--- Document text ---
..............................
Once in a while, a customer contacts us that they have had to change their credit card information due to fraud.  We generally take note of it and run a quick security assessment  but due to the above on-going security procedures it’s generally not likely to have originated from our site.

This time a pair of customers contacted us separately in a very short period, both with very similar stories – initial orders placed very close together, fraudulent activity on the same day, both having orders placed on our site.   That seriously concerned us, enough that we decided to shift gears and focus on a security audit.

The Audit

Since both customer placed the orders remotely, we knew it couldn’t be an HR issue (remember, there’s literally no way for us to get a credit card number unless a customer calls us to place the order over the phone). As such, we knew to focus on our attention on the site and the site code.

We took the audit on in 3 parts.

1) External Audit

We ran the site through a number of external company verifications (e.g. McAffee, Google’s Webmaster, etc) initially to see if the problem was picked up by them. This ensured that no external scripts was being loaded from the site which could have caused problems.

2) Automated File Review

We then began an audit on the files in the site and database. This was an automated process that basically reviewed every file on the site to ensure that it was meant to be there; as well as looking for specific known malicious code.

3) Eyes on Code

Lastly, we put eyes on the code.  Every single file and script that was involved in the process of providing the checkout page on Starlit Citadel was reviewed. Since this is the only location where the credit card information is input, this was the most important ‘fail point’ and thus the extra scrutiny.

In all three tests, we could not locate any potential security problems.While there is never any guarantee, it’s extremely unlikely that we had  a breach in security.  It still is something that had to be done; and I’m open to any other suggestions for things we can do as well to improve security if you have any.  Overall though, it made for a couple of extremely stressful and expensive days.
..............................
--- Material provided ---
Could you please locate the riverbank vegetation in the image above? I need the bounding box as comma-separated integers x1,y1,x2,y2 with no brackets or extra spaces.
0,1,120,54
..............................
--- Exercise brief ---
According to the security audit text, which page's files and scripts got the closest review, and why? The material plays no part in what is asked here.

--- The response ---
The checkout page, because it is the only place where credit card information is entered.